Copy out every item below word for word, leaving out the pictures.

◇ ◇ ◇ ◇ ◇ ◇ ◇

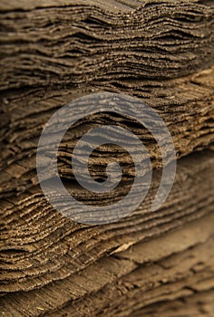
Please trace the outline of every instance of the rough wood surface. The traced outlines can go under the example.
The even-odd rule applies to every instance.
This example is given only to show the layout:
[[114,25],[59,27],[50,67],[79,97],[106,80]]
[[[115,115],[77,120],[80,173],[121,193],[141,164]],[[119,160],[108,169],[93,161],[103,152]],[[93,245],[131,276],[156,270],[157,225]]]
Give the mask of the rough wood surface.
[[[0,9],[0,315],[213,317],[214,3],[4,0]],[[133,178],[125,151],[99,148],[94,178],[105,179],[110,156],[127,166],[122,187],[102,198],[80,188],[70,162],[89,129],[129,129],[153,168],[139,208],[87,226],[47,202],[35,155],[54,111],[100,91],[137,97],[157,111],[172,136],[178,170],[168,199],[151,212],[162,168],[153,136],[113,112],[78,121],[61,142],[58,168],[79,199],[112,203]]]

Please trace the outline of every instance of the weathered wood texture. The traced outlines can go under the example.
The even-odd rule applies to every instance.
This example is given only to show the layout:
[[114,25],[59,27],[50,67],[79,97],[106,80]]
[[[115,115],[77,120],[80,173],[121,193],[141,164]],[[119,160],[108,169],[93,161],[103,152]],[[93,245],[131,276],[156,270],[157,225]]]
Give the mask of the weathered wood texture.
[[[214,3],[1,1],[1,316],[214,316]],[[139,98],[164,120],[178,170],[162,207],[151,206],[161,158],[149,131],[105,113],[80,120],[59,148],[59,173],[89,129],[117,123],[140,137],[154,168],[145,201],[120,221],[63,217],[40,188],[35,154],[48,119],[91,92]],[[167,149],[167,147],[166,147]],[[114,147],[108,155],[117,158]],[[104,179],[102,149],[91,168]],[[119,161],[129,162],[125,152]],[[140,193],[141,195],[141,193]]]

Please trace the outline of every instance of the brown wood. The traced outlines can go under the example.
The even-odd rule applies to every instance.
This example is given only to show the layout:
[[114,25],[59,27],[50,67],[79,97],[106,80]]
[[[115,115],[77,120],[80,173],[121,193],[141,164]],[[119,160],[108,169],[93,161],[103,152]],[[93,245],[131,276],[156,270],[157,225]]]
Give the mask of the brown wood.
[[[4,0],[0,9],[0,315],[214,316],[214,3]],[[153,168],[138,209],[88,226],[47,202],[35,155],[58,109],[101,91],[139,98],[157,111],[178,170],[168,199],[151,212],[162,168],[152,135],[115,113],[78,121],[58,152],[60,176],[78,199],[108,205],[133,179],[127,153],[109,146],[104,156],[102,148],[92,153],[90,168],[103,180],[106,157],[117,158],[126,168],[119,190],[101,197],[77,186],[70,160],[91,128],[129,129]]]

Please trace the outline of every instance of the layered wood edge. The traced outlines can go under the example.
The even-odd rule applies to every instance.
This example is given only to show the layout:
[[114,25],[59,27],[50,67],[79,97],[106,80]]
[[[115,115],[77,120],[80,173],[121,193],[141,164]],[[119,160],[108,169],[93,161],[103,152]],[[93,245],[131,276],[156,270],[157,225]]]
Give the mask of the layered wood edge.
[[[213,2],[4,0],[0,11],[1,314],[212,317]],[[122,197],[133,178],[128,168],[122,187],[102,199],[77,186],[72,152],[89,129],[128,128],[153,168],[139,208],[112,224],[87,226],[47,202],[35,155],[57,110],[102,91],[128,94],[157,111],[171,134],[178,169],[168,199],[151,212],[162,168],[152,135],[115,113],[78,121],[58,152],[72,195],[107,204]],[[130,162],[113,147],[108,153]],[[102,155],[102,149],[92,153],[90,167],[99,178]]]

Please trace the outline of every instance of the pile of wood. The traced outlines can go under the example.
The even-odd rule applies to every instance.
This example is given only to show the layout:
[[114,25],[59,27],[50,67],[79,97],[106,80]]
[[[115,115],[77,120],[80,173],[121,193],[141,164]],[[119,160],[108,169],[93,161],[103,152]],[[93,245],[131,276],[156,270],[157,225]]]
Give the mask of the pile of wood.
[[[0,8],[1,315],[214,316],[214,3],[4,0]],[[126,168],[120,190],[101,199],[78,186],[71,158],[89,129],[129,129],[153,168],[139,208],[89,226],[48,203],[35,157],[51,116],[101,91],[152,107],[171,134],[178,167],[170,195],[151,212],[162,170],[153,136],[114,112],[79,120],[58,152],[59,174],[78,199],[112,204],[133,178],[125,150],[110,144],[92,153],[90,168],[102,181],[105,160],[117,158]]]

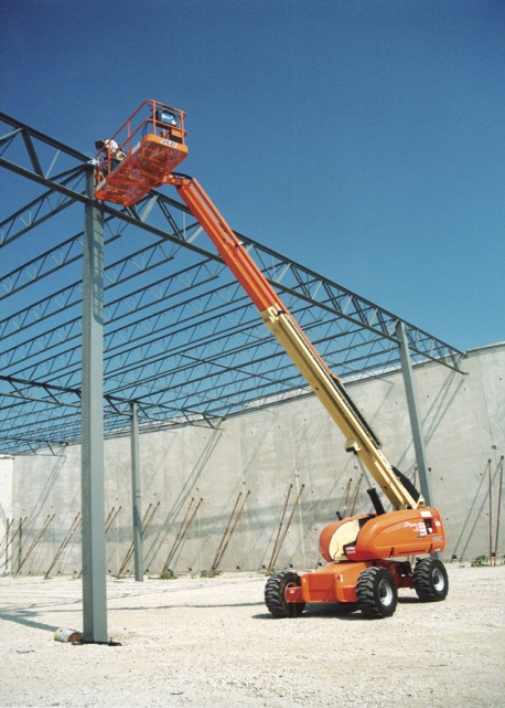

◇ ◇ ◇ ◇ ◇ ◇ ◇

Correct output »
Please trace the outline of every instance of the rough wood surface. The traced outlines can go under the example.
The even-odd rule applies to every instance.
This example is given only to show the layout:
[[114,25],[59,27],[50,67],[79,97],[106,80]]
[[[115,115],[77,120],[80,173],[121,193],[141,164]],[[119,160],[108,169],[93,161],[103,152]],[[93,245],[131,276],[156,270],[157,225]]]
Give the mask of the rough wood surface.
[[[0,9],[0,315],[213,317],[214,3],[4,0]],[[133,178],[125,151],[99,148],[94,178],[105,179],[110,156],[127,166],[122,187],[102,198],[80,188],[70,162],[89,129],[129,129],[153,168],[139,208],[87,226],[47,202],[35,155],[54,111],[100,91],[137,97],[157,111],[172,136],[178,170],[168,199],[151,212],[162,168],[153,136],[113,112],[78,121],[61,142],[58,168],[79,199],[112,203]]]

Please trace the outline of every instance of the weathered wood texture. The traced outlines can go under the example.
The even-odd rule applies to every instance.
This example is given only to show the layout:
[[114,25],[59,27],[50,67],[79,97],[106,80]]
[[[115,115],[77,120],[80,173],[121,193],[141,164]],[[119,160],[108,169],[93,161],[103,152]],[[93,245],[131,276],[156,270],[157,225]]]
Give the mask of the weathered wood texture.
[[[214,3],[1,1],[1,316],[214,316]],[[139,98],[164,120],[178,170],[162,207],[151,206],[161,158],[149,131],[105,113],[80,120],[59,148],[59,173],[89,129],[117,123],[140,137],[154,168],[145,201],[120,221],[63,217],[40,188],[35,154],[48,119],[91,92]],[[167,149],[167,147],[166,147]],[[114,147],[108,155],[117,158]],[[104,179],[102,149],[91,168]],[[119,161],[129,162],[125,152]],[[140,193],[141,195],[141,193]]]

Please trace the outline of every instance of the brown wood. The traced outlines can go under the example.
The even-odd rule applies to every instance.
This example is given only to show the layout:
[[114,25],[59,27],[50,67],[79,97],[106,80]]
[[[115,115],[77,120],[80,173],[121,193],[141,164]],[[119,160],[108,169],[93,161],[103,152]],[[93,245],[131,276],[156,270],[157,225]]]
Give the mask of the brown wood.
[[[4,0],[0,9],[0,315],[214,316],[214,3]],[[153,168],[138,209],[88,226],[47,202],[35,155],[58,109],[101,91],[139,98],[157,111],[178,170],[168,199],[151,212],[162,168],[152,135],[115,113],[78,121],[58,152],[60,176],[78,199],[108,205],[133,179],[127,153],[109,146],[104,156],[102,148],[92,153],[90,168],[103,180],[106,157],[117,158],[126,168],[119,190],[101,197],[77,186],[70,160],[91,128],[129,129]]]

Please trace the outline of every instance of the layered wood edge. The traced outlines can go under the example.
The even-odd rule applies to every instance.
This example is given only to show the layout:
[[114,25],[59,27],[50,67],[79,97],[106,80]]
[[[115,115],[77,120],[80,173],[121,193],[141,164]],[[119,160],[108,169],[93,161],[103,152]],[[93,245],[131,276],[156,270],[157,225]]]
Give the mask of the layered wood edge.
[[[213,2],[4,0],[0,11],[1,314],[212,317]],[[122,197],[133,178],[128,168],[122,187],[102,199],[77,186],[72,152],[89,129],[128,128],[153,168],[139,208],[112,224],[87,226],[47,202],[35,155],[57,110],[102,91],[128,94],[157,111],[171,134],[178,169],[168,199],[151,212],[162,168],[152,135],[115,113],[78,121],[58,152],[72,195],[107,204]],[[130,162],[113,147],[108,153]],[[102,155],[102,149],[92,153],[90,167],[99,178]]]

Please trace the outline of every instance of the pile of wood. The traced outlines can go under the example.
The even-odd rule applies to every instance.
This example is given only to show the layout:
[[114,25],[59,27],[50,67],[79,97],[106,80]]
[[[115,115],[77,120],[80,173],[121,193],[141,164]],[[119,160],[108,169],[93,161],[103,152]],[[93,245],[131,276],[156,270],[157,225]]]
Give the mask of the pile of wood.
[[[0,8],[1,315],[214,316],[214,3],[4,0]],[[126,168],[120,190],[101,199],[78,186],[71,158],[89,129],[129,129],[153,168],[139,208],[89,226],[48,203],[35,157],[51,116],[101,91],[152,107],[171,134],[178,167],[170,195],[151,212],[162,170],[153,136],[114,112],[79,120],[58,152],[59,174],[78,199],[112,204],[133,178],[125,150],[110,144],[92,153],[90,168],[102,181],[105,160],[117,158]]]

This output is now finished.